— Start —

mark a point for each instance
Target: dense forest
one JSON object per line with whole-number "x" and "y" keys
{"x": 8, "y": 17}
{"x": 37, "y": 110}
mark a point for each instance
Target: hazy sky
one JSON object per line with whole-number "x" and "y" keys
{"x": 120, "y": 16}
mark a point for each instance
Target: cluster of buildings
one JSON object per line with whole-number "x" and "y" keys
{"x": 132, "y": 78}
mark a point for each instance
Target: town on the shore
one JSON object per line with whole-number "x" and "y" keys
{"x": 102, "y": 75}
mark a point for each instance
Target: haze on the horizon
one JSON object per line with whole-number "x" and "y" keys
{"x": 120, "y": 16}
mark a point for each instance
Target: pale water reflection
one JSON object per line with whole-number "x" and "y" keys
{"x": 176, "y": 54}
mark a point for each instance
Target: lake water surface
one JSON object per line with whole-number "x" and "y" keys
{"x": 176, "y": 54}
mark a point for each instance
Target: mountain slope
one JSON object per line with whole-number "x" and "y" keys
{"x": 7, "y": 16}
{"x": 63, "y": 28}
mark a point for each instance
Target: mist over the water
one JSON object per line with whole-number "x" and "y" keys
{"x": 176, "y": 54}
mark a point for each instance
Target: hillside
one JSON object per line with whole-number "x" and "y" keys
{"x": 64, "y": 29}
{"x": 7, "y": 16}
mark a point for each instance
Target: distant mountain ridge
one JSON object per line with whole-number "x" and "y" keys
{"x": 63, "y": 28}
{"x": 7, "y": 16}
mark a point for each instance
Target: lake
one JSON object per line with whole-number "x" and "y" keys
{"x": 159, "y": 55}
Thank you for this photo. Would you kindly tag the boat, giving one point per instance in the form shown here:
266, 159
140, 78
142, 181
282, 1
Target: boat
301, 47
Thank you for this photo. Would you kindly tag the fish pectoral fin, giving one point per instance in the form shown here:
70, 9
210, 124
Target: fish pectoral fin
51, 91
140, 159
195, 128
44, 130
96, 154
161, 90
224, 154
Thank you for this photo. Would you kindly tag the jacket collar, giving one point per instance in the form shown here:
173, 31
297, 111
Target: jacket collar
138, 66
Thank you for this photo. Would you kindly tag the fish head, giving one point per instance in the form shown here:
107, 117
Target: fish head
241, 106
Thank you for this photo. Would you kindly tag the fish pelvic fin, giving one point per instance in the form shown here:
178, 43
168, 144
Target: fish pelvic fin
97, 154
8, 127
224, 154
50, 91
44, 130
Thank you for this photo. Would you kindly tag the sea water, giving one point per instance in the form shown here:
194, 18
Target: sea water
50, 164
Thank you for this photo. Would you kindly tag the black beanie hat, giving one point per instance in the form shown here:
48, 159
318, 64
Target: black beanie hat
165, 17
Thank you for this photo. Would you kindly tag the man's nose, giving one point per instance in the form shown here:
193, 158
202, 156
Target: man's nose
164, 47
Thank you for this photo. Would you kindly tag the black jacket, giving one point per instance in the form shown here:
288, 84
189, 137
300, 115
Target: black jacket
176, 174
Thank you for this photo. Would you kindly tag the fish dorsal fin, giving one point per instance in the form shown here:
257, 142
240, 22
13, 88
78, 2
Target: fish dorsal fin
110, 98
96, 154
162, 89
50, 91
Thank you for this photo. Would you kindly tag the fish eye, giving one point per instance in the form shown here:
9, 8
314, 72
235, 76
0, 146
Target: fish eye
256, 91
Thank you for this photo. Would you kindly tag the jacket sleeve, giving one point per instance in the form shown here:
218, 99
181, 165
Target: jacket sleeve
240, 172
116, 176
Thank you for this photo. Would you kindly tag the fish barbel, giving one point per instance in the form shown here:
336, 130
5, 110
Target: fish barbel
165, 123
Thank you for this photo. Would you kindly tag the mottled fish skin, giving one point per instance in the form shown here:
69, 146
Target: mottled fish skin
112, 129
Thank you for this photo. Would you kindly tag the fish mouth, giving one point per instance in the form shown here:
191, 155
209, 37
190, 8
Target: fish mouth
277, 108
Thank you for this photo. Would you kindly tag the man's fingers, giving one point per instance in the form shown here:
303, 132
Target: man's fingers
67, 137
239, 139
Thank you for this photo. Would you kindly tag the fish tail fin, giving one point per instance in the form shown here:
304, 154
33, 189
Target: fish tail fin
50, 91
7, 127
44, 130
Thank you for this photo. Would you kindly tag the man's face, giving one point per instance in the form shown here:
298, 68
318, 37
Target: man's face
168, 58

— End —

— GOAL —
Return word for word the lines of the records, starting with the line that contains "jacket sleeve, giving" and going on through the final line of the records, with both ends included.

— OUTPUT FOR THIS EXERCISE —
Thank you for this photo. Would you kindly tag the jacket sleeve, giving one point per instance in the form shown here:
218, 99
181, 165
Target: jacket sleeve
240, 172
116, 176
Thank you for this photo. Would you kindly tag the fish barbel, giving one point per instance in the form shown here:
336, 130
5, 110
Target: fish barbel
165, 123
Thank you for this photo. Would you kindly tag the mottled fish skin, giving one point per instance in the form shown here:
69, 146
Target: mottled fish skin
112, 129
Thank you for this photo. Would you kindly tag the fish mouth, giving one point per instance in the form shown here:
191, 155
209, 37
190, 8
Target: fish mouth
277, 108
Thank you for this photo. Would you kindly tag the man's fingers, giving one point per instance in the form shown here:
303, 132
Target: man's fingers
67, 137
239, 139
Thank you for this photo. Would you kindly tag the fish tail fin, giving one point per instance in the form shown here:
304, 154
33, 189
Target: fish tail fin
50, 91
7, 127
44, 130
Thank you for this photo. Would you kindly tag the man's face, giving one point per instance in the form shown here:
298, 68
318, 37
Target: man's face
168, 58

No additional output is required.